■ **What is expected**
Please reproduce all of the following rows word for word, changing nothing.

■ **Data lines**

** Begin **

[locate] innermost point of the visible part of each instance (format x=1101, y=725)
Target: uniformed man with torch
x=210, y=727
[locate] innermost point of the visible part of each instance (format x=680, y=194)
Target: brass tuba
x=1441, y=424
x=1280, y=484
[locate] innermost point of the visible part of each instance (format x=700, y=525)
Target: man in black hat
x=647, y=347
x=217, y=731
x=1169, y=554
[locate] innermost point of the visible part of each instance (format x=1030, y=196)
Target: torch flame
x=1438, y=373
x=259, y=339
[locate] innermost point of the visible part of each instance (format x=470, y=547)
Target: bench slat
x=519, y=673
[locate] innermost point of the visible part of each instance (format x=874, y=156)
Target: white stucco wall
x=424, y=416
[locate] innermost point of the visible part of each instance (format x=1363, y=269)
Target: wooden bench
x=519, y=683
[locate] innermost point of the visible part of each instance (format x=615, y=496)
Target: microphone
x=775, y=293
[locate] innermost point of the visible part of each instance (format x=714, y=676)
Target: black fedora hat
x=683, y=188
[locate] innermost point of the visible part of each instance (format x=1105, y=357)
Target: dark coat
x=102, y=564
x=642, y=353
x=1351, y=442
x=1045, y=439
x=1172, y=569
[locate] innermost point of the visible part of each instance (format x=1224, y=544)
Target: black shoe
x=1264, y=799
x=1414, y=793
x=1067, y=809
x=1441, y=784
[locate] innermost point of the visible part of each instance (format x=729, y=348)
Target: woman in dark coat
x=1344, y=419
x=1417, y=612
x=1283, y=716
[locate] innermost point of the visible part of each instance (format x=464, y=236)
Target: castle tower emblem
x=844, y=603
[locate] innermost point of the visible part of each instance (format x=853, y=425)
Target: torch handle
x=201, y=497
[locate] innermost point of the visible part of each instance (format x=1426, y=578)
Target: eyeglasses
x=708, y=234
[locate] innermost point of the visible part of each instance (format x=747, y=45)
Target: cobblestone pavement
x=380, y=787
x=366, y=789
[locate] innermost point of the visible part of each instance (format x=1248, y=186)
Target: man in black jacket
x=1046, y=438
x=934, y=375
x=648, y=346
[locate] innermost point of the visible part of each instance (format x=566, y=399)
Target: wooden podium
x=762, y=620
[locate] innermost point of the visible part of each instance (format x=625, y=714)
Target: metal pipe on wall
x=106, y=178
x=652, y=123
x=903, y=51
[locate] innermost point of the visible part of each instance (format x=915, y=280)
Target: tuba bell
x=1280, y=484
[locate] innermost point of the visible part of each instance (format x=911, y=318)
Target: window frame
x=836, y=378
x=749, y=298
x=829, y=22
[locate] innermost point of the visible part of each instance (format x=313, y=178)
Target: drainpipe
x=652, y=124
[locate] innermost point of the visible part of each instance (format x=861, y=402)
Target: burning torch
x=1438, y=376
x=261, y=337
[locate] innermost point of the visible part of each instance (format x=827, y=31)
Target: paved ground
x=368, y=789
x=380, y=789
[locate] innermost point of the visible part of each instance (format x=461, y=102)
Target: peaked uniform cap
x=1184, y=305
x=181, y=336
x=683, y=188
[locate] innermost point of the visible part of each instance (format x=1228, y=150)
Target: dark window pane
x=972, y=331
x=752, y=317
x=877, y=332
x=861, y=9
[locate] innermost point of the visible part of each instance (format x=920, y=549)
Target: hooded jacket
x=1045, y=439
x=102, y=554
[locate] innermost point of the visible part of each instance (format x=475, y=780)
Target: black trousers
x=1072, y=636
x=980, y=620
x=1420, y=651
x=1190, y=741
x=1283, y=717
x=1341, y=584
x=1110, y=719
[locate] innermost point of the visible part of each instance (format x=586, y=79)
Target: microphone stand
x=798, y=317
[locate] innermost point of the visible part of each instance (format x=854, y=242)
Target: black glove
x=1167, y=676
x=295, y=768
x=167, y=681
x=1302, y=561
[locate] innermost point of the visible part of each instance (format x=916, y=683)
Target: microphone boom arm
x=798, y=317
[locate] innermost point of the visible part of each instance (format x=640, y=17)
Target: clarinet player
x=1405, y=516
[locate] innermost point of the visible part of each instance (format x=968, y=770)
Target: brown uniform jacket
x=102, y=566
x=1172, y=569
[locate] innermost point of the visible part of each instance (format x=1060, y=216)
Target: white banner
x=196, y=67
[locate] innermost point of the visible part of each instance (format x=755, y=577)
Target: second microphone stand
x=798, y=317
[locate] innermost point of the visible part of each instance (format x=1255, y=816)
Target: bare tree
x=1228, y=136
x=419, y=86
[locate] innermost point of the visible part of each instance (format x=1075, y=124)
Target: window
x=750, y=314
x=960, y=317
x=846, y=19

** End **

■ **Task response**
[locate] innermost point of the visible part of each instance (format x=1101, y=725)
Target: uniformed man with torch
x=210, y=727
[locate] innermost point of the visible part of each instance (format x=680, y=194)
Target: brass tuba
x=1441, y=424
x=1280, y=484
[locate] innermost point of the visible part of each instance (format x=700, y=525)
Target: man in black hat
x=647, y=347
x=217, y=731
x=1169, y=554
[locate] innermost point of the visible part of each instance (format x=1030, y=196)
Target: torch flame
x=1438, y=373
x=259, y=339
[locate] innermost point of the visible part of each instance (format x=470, y=547)
Target: bench slat
x=519, y=673
[locate] innermost point of the visible part of each instance (format x=874, y=156)
Target: white stucco wall
x=424, y=416
[locate] innermost point of the visible part of each instance (format x=1363, y=269)
Target: wooden bench
x=519, y=683
[locate] innermost point of the visible part of each instance (format x=615, y=496)
Target: microphone
x=775, y=293
[locate] innermost point of the visible part of each instance (format x=714, y=676)
Target: black fedora hat
x=683, y=188
[locate] innermost point of the visible part of each instance (format x=1105, y=357)
Target: dark coat
x=102, y=564
x=642, y=353
x=1351, y=442
x=1045, y=439
x=1172, y=569
[locate] innermost point of the visible part of each instance (format x=1224, y=544)
Target: black shoe
x=1264, y=799
x=1414, y=793
x=1067, y=809
x=1441, y=784
[locate] innermost point of the visible part of each instance (format x=729, y=348)
Target: woman in dark coat
x=1344, y=419
x=1417, y=612
x=1283, y=716
[locate] innermost point of the visible part of each instance (format x=464, y=236)
Target: castle tower emblem
x=844, y=603
[locate] innermost point of the visible part of each instance (format x=853, y=425)
Target: torch handle
x=201, y=497
[locate] innermost point of the visible part of each instance (format x=1426, y=578)
Target: eyeglasses
x=708, y=234
[locate] innermost point of the visible part of each instance (format x=747, y=45)
Target: cobblestone pavement
x=380, y=787
x=366, y=789
[locate] innermost point of the visible part of each instance (format x=1248, y=186)
Target: man in black jacket
x=1046, y=438
x=934, y=375
x=648, y=346
[locate] innermost point of the visible part of each instance (format x=566, y=399)
Target: wooden podium
x=762, y=620
[locate] innermost point of the visible part of each instance (format x=625, y=714)
Target: metal pipe on wall
x=106, y=178
x=652, y=123
x=903, y=51
[locate] innermost point of the visible part of each instance (format x=915, y=280)
Target: tuba bell
x=1280, y=484
[locate] innermost point of the visible part of each instance (format x=911, y=318)
Target: window frame
x=836, y=378
x=749, y=298
x=829, y=22
[locate] innermost point of the visible part of each instance (format x=313, y=178)
Target: drainpipe
x=652, y=124
[locate] innermost point of the visible part of each instance (format x=861, y=402)
Target: burning torch
x=1438, y=376
x=261, y=337
[locate] innermost point of the visible part of each instance (format x=827, y=31)
Target: paved ground
x=368, y=789
x=380, y=789
[locate] innermost point of the visible part of each instance (format x=461, y=102)
Target: peaked uniform cap
x=1184, y=305
x=181, y=336
x=683, y=188
[locate] innermost point of the visible part of each instance (format x=1228, y=150)
Target: dark window pane
x=972, y=331
x=752, y=317
x=877, y=332
x=861, y=9
[locate] innermost point of the visible part of each instance (format x=920, y=549)
Target: hooded jacket
x=1045, y=439
x=102, y=554
[locate] innermost point of the visible part of each instance (format x=475, y=780)
Target: black trousers
x=1072, y=636
x=980, y=620
x=1420, y=651
x=1190, y=741
x=1283, y=717
x=1341, y=584
x=1110, y=719
[locate] innermost point of the visible part of each instance (format x=586, y=79)
Target: microphone stand
x=798, y=317
[locate] innermost point of the visible part of each instance (format x=854, y=242)
Target: black glove
x=1167, y=676
x=295, y=768
x=167, y=681
x=1302, y=561
[locate] innermost point of the visible part of each instance (format x=916, y=683)
Target: microphone boom arm
x=798, y=317
[locate] innermost point of the visible part of each instance (format x=640, y=17)
Target: clarinet player
x=1405, y=516
[locate] innermost point of the visible part of each instance (format x=968, y=770)
Target: brown uniform jacket
x=102, y=566
x=1172, y=569
[locate] innermost point of the visible part of each instance (format x=1060, y=216)
Target: white banner
x=196, y=67
[locate] innermost point of the visible part of each instance (format x=755, y=577)
Target: second microphone stand
x=798, y=317
[locate] innermost point of the visible part of each instance (format x=1255, y=816)
Target: bare tree
x=1228, y=136
x=419, y=86
[locate] innermost point of the visible part of each instance (format x=1075, y=124)
Target: window
x=750, y=314
x=960, y=317
x=846, y=19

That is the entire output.